• **Short problem**
Write out, exactly as they appear, only the lines running from the line with "Task: point out each instance of the market" to the final line of the listing; include both.

+===+

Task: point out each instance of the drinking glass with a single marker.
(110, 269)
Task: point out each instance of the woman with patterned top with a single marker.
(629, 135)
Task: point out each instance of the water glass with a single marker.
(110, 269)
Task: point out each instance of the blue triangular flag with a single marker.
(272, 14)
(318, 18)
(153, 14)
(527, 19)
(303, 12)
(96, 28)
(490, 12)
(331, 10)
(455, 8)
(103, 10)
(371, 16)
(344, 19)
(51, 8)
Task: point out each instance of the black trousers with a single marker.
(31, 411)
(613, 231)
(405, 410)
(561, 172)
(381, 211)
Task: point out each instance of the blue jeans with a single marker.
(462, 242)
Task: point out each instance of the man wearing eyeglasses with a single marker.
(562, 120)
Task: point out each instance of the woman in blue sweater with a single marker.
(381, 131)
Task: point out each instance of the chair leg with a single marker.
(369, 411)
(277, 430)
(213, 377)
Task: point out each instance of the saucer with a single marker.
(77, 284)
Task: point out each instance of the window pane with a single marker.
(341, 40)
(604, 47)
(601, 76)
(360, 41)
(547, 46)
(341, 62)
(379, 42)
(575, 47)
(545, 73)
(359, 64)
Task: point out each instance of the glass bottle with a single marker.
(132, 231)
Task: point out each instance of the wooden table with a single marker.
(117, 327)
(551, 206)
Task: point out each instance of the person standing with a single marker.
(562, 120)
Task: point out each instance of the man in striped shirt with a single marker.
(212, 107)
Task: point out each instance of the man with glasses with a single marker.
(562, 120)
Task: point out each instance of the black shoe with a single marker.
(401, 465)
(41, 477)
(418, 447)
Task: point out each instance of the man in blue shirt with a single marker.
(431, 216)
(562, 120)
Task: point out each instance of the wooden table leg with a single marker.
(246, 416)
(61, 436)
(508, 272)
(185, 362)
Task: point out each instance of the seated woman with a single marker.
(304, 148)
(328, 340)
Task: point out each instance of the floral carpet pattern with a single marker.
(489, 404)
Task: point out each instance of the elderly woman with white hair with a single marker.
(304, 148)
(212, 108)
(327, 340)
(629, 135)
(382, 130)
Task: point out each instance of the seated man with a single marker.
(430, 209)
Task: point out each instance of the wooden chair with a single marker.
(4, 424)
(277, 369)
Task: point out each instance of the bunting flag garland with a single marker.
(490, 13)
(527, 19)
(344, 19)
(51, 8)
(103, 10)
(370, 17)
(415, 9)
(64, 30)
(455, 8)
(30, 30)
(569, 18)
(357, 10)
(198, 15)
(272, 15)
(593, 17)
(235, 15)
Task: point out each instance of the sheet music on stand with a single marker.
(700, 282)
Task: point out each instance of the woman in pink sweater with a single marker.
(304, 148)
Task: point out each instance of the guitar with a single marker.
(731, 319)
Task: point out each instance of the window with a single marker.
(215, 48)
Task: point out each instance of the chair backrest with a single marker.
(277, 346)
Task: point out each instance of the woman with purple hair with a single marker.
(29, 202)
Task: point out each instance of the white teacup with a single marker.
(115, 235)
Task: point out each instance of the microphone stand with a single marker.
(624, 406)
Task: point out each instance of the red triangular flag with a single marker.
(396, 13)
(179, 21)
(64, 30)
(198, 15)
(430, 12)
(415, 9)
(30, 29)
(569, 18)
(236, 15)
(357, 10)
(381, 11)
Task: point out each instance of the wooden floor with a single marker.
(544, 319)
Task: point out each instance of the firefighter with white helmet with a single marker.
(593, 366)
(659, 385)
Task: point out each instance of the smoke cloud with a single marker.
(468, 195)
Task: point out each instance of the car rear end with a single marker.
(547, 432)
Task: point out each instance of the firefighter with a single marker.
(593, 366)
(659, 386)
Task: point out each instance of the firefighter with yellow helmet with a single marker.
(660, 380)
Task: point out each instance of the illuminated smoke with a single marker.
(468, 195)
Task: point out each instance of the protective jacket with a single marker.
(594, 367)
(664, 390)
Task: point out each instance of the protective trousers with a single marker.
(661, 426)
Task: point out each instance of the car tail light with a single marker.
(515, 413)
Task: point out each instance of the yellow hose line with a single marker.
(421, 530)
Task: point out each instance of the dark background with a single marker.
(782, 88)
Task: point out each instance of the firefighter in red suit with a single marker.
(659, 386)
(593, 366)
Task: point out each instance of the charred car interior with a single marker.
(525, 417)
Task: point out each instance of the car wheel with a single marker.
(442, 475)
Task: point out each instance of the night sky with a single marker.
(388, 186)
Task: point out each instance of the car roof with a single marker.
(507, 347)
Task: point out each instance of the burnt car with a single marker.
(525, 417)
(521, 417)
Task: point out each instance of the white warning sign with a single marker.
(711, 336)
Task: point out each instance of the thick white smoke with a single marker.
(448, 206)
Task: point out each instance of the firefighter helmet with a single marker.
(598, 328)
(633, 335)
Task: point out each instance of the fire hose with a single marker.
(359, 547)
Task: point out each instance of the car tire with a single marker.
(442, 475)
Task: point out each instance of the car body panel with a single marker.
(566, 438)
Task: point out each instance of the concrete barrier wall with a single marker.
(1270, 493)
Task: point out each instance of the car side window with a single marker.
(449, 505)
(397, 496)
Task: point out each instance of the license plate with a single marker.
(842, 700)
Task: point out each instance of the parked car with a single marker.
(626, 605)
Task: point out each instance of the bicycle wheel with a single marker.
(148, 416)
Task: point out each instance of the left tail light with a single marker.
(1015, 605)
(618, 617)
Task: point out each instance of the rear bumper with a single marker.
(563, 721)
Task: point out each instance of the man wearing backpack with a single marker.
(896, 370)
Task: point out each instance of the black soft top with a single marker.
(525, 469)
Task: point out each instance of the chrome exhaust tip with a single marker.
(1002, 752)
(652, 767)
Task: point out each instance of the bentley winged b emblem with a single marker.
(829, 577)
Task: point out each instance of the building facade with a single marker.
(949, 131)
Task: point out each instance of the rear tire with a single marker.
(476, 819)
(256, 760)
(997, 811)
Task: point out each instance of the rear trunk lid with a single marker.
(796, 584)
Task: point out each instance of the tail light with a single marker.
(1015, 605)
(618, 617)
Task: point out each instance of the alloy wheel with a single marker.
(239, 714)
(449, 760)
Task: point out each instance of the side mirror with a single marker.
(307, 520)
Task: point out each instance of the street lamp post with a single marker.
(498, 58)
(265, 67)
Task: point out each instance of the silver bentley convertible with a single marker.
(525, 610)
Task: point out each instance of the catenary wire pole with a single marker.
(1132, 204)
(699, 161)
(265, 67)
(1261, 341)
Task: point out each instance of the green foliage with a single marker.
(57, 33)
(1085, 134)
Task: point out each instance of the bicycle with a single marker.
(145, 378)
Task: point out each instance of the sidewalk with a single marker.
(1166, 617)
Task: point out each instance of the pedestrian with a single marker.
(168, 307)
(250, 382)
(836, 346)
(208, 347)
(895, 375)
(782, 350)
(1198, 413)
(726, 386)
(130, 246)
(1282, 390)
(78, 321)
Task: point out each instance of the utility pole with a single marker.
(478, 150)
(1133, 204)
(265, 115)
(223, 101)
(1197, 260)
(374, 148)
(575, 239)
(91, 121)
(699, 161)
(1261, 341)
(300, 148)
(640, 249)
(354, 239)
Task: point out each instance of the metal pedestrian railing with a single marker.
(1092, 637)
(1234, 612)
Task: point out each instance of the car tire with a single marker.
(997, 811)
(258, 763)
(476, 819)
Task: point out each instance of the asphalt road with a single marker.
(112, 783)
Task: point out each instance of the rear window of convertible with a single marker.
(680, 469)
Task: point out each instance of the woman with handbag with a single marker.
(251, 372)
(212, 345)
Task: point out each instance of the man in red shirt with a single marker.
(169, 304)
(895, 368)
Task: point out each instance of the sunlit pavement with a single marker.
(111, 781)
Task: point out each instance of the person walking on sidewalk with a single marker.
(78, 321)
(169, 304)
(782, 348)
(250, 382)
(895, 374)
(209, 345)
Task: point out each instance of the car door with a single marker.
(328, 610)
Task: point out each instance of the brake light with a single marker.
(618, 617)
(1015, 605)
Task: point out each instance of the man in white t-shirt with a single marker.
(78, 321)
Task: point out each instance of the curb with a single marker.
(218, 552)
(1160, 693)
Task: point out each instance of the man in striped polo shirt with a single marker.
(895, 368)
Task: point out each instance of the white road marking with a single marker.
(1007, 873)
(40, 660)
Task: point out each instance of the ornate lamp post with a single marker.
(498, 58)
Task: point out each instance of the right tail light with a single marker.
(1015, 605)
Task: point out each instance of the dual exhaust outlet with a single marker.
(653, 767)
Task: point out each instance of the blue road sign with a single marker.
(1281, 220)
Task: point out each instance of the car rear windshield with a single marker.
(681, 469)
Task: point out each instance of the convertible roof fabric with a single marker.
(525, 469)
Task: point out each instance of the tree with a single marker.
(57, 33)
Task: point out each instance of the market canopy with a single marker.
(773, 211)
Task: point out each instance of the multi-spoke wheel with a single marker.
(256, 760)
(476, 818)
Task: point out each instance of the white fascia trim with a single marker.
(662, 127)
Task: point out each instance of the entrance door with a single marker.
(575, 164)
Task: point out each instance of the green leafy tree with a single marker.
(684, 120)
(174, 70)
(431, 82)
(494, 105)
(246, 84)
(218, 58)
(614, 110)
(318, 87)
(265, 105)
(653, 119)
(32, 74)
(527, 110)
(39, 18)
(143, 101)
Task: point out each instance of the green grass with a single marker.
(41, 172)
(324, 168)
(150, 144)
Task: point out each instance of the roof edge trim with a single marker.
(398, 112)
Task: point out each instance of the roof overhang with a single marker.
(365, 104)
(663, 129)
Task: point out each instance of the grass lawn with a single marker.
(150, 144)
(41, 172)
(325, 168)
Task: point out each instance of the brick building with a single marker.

+===+

• **Written response**
Task: point out each instance of the market canopy with a single marker.
(773, 211)
Task: point out each instance of the multi-spoke wheel with a single marker.
(256, 760)
(476, 818)
Task: point out each instance of the white fascia trim with a single marker.
(662, 127)
Task: point out each instance of the entrance door with a single marker.
(575, 164)
Task: point out each instance of the green leafy tree with a single marker.
(684, 120)
(174, 70)
(431, 82)
(494, 105)
(246, 84)
(218, 58)
(614, 110)
(318, 87)
(265, 105)
(653, 119)
(32, 74)
(527, 110)
(39, 18)
(143, 101)
Task: point out each instance of the green grass with a single marker.
(41, 172)
(324, 168)
(150, 144)
Task: point out each instance of the roof edge trim with a single marker.
(398, 112)
Task: point out each instance of the roof overhang with a single marker.
(365, 104)
(663, 129)
Task: point out each instance of the grass lawn with a single marker.
(150, 144)
(41, 172)
(325, 168)
Task: point out each instance of the brick building with a single marker.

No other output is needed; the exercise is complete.